EXCERPT PROVIDED: Begin
The New York Times reports today that distribution of the diabetes drug Avandia will now be very tightly regulated. Here are the opening paragraphs of the article:
In a highly unusual coordinated announcement, drug regulators in Europe and the United States said Thursday that Avandia, the controversial diabetes medicine, will no longer be widely available.
The drug’s sales will be suspended entirely in Europe, while patients in the United States will be allowed access to the medicine only if they and their doctors attest that they have tried every other diabetes medicine and that patients have been made aware of the drug’s substantial risks to the heart. Patients currently taking Avandia may continue to do so.
The Food and Drug Administration’s decision shows that the Obama administration is taking a harder line on drug safety issues even in the face of scientific uncertainty. Along with its announcement, the agency for the first time immediately posted on its Web site memorandums from top agency staff members that in some cases offered entirely contradictory advice. Dr. Margaret Hamburg, the agency’s commissioner, said that passions within the agency had run high on the Avandia decision.
EXCERPT PROVIDED: End
INFORMATION GIVEN: Begin
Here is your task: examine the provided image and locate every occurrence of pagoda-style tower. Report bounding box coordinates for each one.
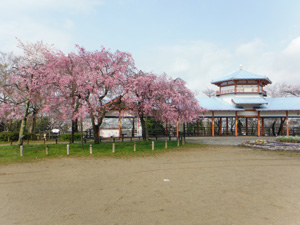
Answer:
[211,68,272,98]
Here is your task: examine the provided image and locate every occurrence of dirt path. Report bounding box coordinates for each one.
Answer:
[0,146,300,225]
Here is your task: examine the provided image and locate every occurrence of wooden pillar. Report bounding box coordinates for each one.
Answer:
[257,112,260,137]
[176,119,179,139]
[119,111,121,138]
[132,117,135,137]
[234,81,237,93]
[280,118,283,136]
[226,117,229,135]
[166,120,168,136]
[220,118,223,135]
[261,118,265,136]
[211,111,215,137]
[234,112,238,137]
[285,111,290,136]
[246,118,248,135]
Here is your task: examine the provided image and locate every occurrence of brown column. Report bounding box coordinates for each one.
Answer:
[119,111,121,138]
[257,112,260,137]
[246,118,248,135]
[261,118,265,136]
[280,118,283,136]
[220,118,222,135]
[176,119,179,138]
[132,117,134,137]
[211,111,215,137]
[285,111,290,136]
[234,112,238,137]
[166,120,168,136]
[226,117,229,135]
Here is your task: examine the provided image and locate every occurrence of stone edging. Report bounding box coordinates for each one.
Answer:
[241,140,300,152]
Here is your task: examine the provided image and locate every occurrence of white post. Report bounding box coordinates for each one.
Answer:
[20,145,23,156]
[90,144,93,155]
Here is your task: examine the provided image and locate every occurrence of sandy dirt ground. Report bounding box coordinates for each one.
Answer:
[0,146,300,225]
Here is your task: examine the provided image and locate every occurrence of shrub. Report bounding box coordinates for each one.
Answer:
[60,133,81,141]
[276,136,300,143]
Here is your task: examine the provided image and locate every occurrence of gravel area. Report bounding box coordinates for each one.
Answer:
[0,145,300,225]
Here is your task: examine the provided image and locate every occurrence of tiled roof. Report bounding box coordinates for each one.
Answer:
[211,70,272,84]
[232,97,268,105]
[198,97,300,111]
[198,98,244,111]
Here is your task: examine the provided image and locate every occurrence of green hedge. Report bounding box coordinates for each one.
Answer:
[0,132,36,141]
[60,133,81,141]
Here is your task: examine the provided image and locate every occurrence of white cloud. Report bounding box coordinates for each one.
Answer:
[0,18,73,52]
[136,37,300,96]
[0,0,104,13]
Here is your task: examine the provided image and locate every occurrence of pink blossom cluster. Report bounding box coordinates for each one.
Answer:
[0,42,204,140]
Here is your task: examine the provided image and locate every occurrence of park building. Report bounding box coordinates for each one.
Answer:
[197,67,300,136]
[92,68,300,138]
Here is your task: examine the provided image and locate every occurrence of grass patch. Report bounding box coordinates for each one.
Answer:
[276,136,300,143]
[0,141,199,164]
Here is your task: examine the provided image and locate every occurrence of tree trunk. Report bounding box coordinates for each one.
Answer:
[277,118,285,136]
[272,119,277,136]
[18,100,29,145]
[90,113,105,144]
[29,111,37,134]
[71,119,78,143]
[139,115,146,141]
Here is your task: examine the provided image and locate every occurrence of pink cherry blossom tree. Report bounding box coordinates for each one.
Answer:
[74,48,135,143]
[126,71,204,140]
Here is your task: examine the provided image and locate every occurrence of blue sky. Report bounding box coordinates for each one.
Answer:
[0,0,300,96]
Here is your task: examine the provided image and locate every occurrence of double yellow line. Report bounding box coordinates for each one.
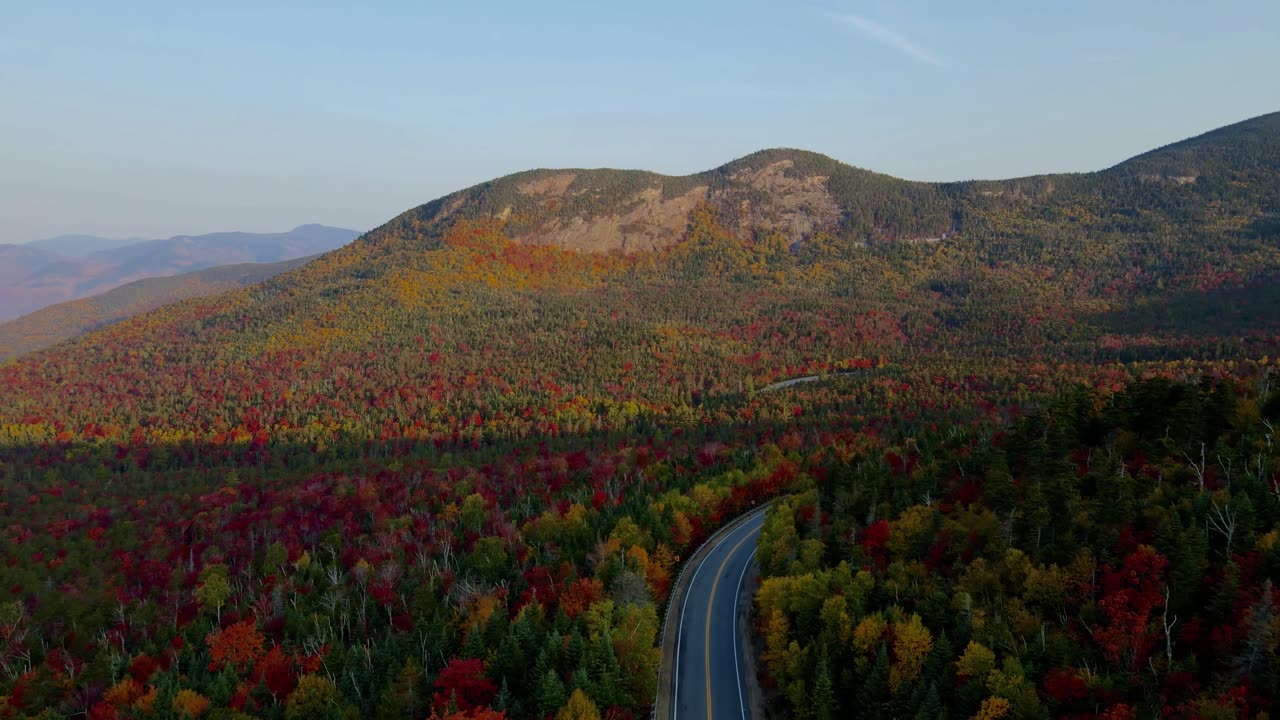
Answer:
[703,528,760,720]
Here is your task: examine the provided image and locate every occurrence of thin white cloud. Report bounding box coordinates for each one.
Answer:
[833,13,942,68]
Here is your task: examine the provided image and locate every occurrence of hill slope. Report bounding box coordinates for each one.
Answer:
[27,234,145,258]
[0,110,1280,720]
[0,255,316,360]
[0,225,360,320]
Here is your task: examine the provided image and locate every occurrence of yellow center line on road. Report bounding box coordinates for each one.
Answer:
[703,520,760,720]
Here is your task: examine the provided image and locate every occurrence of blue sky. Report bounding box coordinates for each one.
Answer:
[0,0,1280,242]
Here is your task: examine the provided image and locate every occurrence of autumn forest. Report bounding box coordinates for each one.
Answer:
[0,114,1280,720]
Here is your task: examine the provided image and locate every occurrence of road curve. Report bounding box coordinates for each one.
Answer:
[662,509,764,720]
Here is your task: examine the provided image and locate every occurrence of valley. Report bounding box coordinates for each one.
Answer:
[0,114,1280,720]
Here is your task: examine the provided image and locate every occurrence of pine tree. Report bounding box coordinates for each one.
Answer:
[538,670,568,715]
[813,648,838,720]
[858,646,890,720]
[915,683,947,720]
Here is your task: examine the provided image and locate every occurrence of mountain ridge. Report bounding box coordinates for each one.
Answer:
[353,113,1280,252]
[0,224,360,320]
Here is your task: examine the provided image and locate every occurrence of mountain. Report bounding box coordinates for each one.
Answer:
[0,255,316,360]
[0,115,1280,719]
[0,224,358,320]
[27,234,142,258]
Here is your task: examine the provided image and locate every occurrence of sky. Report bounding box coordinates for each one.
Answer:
[0,0,1280,242]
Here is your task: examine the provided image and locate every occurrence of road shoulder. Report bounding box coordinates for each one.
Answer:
[653,501,772,720]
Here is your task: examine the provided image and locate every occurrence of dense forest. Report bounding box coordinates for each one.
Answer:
[0,117,1280,719]
[756,377,1280,719]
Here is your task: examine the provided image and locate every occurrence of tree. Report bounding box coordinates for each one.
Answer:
[173,689,209,717]
[434,657,498,710]
[973,697,1012,720]
[536,669,566,715]
[888,612,933,693]
[813,652,837,720]
[284,675,340,720]
[196,562,232,625]
[205,620,264,671]
[556,689,600,720]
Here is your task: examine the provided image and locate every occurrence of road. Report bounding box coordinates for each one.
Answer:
[760,370,856,392]
[669,509,764,720]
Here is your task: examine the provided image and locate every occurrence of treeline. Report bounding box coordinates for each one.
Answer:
[755,379,1280,720]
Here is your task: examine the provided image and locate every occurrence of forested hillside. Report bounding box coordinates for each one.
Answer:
[0,256,314,360]
[756,377,1280,717]
[0,115,1280,719]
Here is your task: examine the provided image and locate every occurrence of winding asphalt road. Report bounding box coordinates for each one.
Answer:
[671,509,764,720]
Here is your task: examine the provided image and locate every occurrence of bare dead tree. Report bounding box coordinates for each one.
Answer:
[1183,442,1208,492]
[1207,500,1238,557]
[1161,588,1178,667]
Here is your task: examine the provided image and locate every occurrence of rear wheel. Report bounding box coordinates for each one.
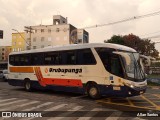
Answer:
[87,85,100,99]
[24,80,32,91]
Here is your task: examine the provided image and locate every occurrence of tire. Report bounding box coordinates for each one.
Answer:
[87,85,100,99]
[24,80,32,92]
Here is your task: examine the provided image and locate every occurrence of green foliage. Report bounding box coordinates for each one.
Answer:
[104,34,159,58]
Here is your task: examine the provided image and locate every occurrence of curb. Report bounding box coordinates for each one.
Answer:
[148,86,160,90]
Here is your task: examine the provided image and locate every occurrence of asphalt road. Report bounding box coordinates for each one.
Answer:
[0,80,160,120]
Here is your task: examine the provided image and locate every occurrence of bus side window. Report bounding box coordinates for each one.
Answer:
[31,53,44,65]
[44,52,59,65]
[14,55,20,66]
[110,56,123,77]
[77,49,96,65]
[61,51,76,65]
[9,55,14,65]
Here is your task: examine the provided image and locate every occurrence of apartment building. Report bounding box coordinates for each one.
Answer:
[25,15,89,50]
[0,46,12,61]
[12,32,26,52]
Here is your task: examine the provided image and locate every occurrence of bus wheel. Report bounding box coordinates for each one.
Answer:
[24,80,32,91]
[87,85,100,99]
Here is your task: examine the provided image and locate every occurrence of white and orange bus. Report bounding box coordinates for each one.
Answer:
[8,43,147,99]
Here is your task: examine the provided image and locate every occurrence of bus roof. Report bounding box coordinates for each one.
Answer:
[10,43,136,54]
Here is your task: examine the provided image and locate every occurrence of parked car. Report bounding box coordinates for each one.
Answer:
[0,70,8,81]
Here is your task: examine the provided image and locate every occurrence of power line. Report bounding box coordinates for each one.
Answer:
[143,35,160,39]
[81,11,160,29]
[140,30,160,37]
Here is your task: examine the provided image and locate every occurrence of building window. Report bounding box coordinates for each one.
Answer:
[41,29,44,32]
[33,37,36,42]
[56,28,59,32]
[48,29,51,33]
[27,46,30,50]
[48,37,52,41]
[13,36,16,39]
[41,37,44,41]
[18,42,22,45]
[13,42,16,45]
[33,46,36,49]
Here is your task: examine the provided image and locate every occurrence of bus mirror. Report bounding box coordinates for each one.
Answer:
[113,52,131,65]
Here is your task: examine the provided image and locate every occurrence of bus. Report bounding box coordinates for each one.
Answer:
[0,61,8,70]
[8,43,147,99]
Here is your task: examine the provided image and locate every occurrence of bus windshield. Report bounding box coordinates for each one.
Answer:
[116,52,145,82]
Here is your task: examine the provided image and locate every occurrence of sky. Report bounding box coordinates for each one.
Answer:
[0,0,160,52]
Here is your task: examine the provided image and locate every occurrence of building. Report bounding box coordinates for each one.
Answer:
[12,32,26,52]
[0,46,12,62]
[25,15,89,50]
[77,29,89,43]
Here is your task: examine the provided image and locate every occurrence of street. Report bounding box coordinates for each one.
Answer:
[0,80,160,120]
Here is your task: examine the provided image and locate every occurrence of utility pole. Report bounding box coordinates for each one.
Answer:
[24,26,33,49]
INFORMATION GIVEN: End
*ASSIGNMENT*: Please copy the whole text about Avandia, word for word. You can ignore the records.

*TASK RESPONSE*:
The New York Times reports today that distribution of the diabetes drug Avandia will now be very tightly regulated. Here are the opening paragraphs of the article:
In a highly unusual coordinated announcement, drug regulators in Europe and the United States said Thursday that Avandia, the controversial diabetes medicine, will no longer be widely available.
The drug’s sales will be suspended entirely in Europe, while patients in the United States will be allowed access to the medicine only if they and their doctors attest that they have tried every other diabetes medicine and that patients have been made aware of the drug’s substantial risks to the heart. Patients currently taking Avandia may continue to do so.
The Food and Drug Administration’s decision shows that the Obama administration is taking a harder line on drug safety issues even in the face of scientific uncertainty. Along with its announcement, the agency for the first time immediately posted on its Web site memorandums from top agency staff members that in some cases offered entirely contradictory advice. Dr. Margaret Hamburg, the agency’s commissioner, said that passions within the agency had run high on the Avandia decision.